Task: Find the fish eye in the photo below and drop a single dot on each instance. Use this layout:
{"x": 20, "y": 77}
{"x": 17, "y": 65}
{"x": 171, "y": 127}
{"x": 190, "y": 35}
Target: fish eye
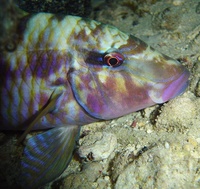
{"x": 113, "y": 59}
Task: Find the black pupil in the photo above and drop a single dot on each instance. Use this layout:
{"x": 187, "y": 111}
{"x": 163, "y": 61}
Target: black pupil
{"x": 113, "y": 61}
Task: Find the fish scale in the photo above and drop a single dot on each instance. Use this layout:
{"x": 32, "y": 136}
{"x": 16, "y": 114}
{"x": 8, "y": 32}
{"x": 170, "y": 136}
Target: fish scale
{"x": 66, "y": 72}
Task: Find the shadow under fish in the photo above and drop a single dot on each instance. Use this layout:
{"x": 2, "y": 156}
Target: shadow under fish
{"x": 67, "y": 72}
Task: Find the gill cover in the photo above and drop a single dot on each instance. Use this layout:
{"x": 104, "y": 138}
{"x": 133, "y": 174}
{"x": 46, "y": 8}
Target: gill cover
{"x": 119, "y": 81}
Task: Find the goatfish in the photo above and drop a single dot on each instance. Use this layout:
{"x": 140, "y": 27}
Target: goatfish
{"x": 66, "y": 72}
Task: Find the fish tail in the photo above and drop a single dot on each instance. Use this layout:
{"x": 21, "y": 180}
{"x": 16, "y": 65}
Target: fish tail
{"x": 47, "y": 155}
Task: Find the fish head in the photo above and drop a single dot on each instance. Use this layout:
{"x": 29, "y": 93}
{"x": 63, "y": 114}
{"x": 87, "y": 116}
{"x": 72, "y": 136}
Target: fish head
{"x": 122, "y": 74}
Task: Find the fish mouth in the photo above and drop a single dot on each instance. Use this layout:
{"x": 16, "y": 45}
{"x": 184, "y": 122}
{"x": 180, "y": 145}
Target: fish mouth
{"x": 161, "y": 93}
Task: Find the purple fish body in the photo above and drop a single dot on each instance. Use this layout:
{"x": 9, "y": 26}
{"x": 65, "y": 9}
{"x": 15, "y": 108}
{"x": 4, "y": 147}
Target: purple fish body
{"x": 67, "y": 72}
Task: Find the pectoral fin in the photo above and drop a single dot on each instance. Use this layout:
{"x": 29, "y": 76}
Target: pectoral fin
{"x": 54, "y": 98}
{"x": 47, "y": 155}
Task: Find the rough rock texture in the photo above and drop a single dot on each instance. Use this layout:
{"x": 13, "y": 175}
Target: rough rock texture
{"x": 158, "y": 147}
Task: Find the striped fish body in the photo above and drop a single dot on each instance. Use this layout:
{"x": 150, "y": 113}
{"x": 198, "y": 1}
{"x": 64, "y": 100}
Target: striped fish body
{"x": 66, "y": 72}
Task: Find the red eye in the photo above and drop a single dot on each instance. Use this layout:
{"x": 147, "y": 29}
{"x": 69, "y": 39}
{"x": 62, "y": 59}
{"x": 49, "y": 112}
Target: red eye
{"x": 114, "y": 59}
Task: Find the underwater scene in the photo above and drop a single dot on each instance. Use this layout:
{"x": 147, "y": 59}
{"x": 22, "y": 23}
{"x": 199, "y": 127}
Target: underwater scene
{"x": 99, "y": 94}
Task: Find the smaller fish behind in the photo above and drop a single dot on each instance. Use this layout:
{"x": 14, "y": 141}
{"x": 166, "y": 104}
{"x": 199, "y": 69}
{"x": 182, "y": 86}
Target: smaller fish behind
::::
§ **WHAT THIS TASK INVOLVES**: Rewrite every line of the items above as a Markdown table with the columns Row and Line, numbering the rows in order and skipping blank lines. Leave the pictures out of the table.

§ **SOLUTION TO THIS EXERCISE**:
| Row | Line |
|---|---|
| 1 | Task: Find the fish eye in the photo below and drop a single dot on each instance. Use this layout: |
| 2 | {"x": 20, "y": 77} |
| 3 | {"x": 17, "y": 65} |
| 4 | {"x": 171, "y": 127} |
| 5 | {"x": 190, "y": 35} |
| 6 | Target: fish eye |
| 7 | {"x": 113, "y": 59} |
| 8 | Task: Find the black pupil in the photo above and drop a single dot on each instance. Use this layout: |
| 9 | {"x": 187, "y": 111} |
| 10 | {"x": 163, "y": 61} |
| 11 | Target: black pupil |
| 12 | {"x": 113, "y": 61} |
| 13 | Task: Find the fish scale in the photo above and drop a single dot on each instance. Use this layout: |
| 14 | {"x": 32, "y": 136} |
| 15 | {"x": 16, "y": 114} |
| 16 | {"x": 8, "y": 32} |
| 17 | {"x": 170, "y": 136} |
| 18 | Target: fish scale |
| 19 | {"x": 66, "y": 72} |
| 20 | Task: Find the shadow under fish in the photo above and drop a single dot on each instance. Use this layout: |
| 21 | {"x": 2, "y": 156} |
| 22 | Target: shadow under fish |
| 23 | {"x": 67, "y": 72} |
| 24 | Task: Find the gill cover in the photo above and drop a single dot on each instance. Use this layout: |
| 25 | {"x": 104, "y": 138} |
| 26 | {"x": 133, "y": 174} |
| 27 | {"x": 46, "y": 8} |
| 28 | Target: gill cover |
| 29 | {"x": 119, "y": 81} |
| 30 | Task: Find the goatfish in the photo above and drop a single dot on each instance. Use this layout: |
| 31 | {"x": 140, "y": 27} |
| 32 | Target: goatfish |
| 33 | {"x": 66, "y": 72} |
| 34 | Task: Find the fish tail in the photo above and drop a single dot on each instance. Use this layout: |
| 35 | {"x": 21, "y": 180} |
| 36 | {"x": 16, "y": 65} |
| 37 | Target: fish tail |
| 38 | {"x": 47, "y": 155} |
| 39 | Task: Find the fish head in the photo above and drop a single dot on each instance. Use this layout: |
| 40 | {"x": 29, "y": 93} |
| 41 | {"x": 63, "y": 114} |
| 42 | {"x": 87, "y": 116} |
| 43 | {"x": 72, "y": 136} |
| 44 | Target: fish head |
| 45 | {"x": 122, "y": 74} |
| 46 | Task: Find the fish mouth in the photo above and drop a single dot on each instance. Use this layout: |
| 47 | {"x": 16, "y": 45} |
| 48 | {"x": 184, "y": 122} |
| 49 | {"x": 180, "y": 145} |
| 50 | Target: fish mouth |
| 51 | {"x": 161, "y": 93} |
| 52 | Task: Find the purple fish body in the photo above and drop a single dot on each instance. Use this layout: |
| 53 | {"x": 9, "y": 26} |
| 54 | {"x": 65, "y": 9} |
| 55 | {"x": 15, "y": 108} |
| 56 | {"x": 4, "y": 147} |
| 57 | Target: purple fish body |
| 58 | {"x": 67, "y": 72} |
| 59 | Task: Find the pectoral fin in the photo above and drop a single dot on each instance. Use this layout: |
| 60 | {"x": 29, "y": 76} |
| 61 | Target: pectoral fin |
| 62 | {"x": 54, "y": 98} |
| 63 | {"x": 47, "y": 155} |
| 64 | Task: Find the rough rock texture in the photo above and drop a single dot on each instance. Use this layout: |
| 65 | {"x": 13, "y": 175} |
| 66 | Target: rough rock texture |
| 67 | {"x": 158, "y": 147} |
| 68 | Task: Find the striped fish body in the photo above and drop a single dot on each instance. Use this layout: |
| 69 | {"x": 150, "y": 113} |
| 70 | {"x": 198, "y": 1} |
| 71 | {"x": 64, "y": 100} |
| 72 | Target: striped fish body |
| 73 | {"x": 66, "y": 72} |
| 74 | Task: Find the red eye in the photo above and drop a single dot on each instance. Use this layout: |
| 75 | {"x": 147, "y": 29} |
| 76 | {"x": 69, "y": 39} |
| 77 | {"x": 62, "y": 59} |
| 78 | {"x": 49, "y": 112} |
| 79 | Target: red eye |
| 80 | {"x": 114, "y": 59} |
| 81 | Task: Find the underwater scene in the photo above and drop a single dot on each instance. Use this layout: |
| 82 | {"x": 147, "y": 59} |
| 83 | {"x": 22, "y": 23} |
| 84 | {"x": 199, "y": 127} |
| 85 | Target: underwater scene |
| 86 | {"x": 99, "y": 94} |
| 87 | Task: Find the smaller fish behind in the photo above and drop a single dot on each instance. Use this layout: |
| 88 | {"x": 14, "y": 141} |
| 89 | {"x": 166, "y": 104} |
| 90 | {"x": 199, "y": 69} |
| 91 | {"x": 182, "y": 86} |
| 92 | Target: smaller fish behind |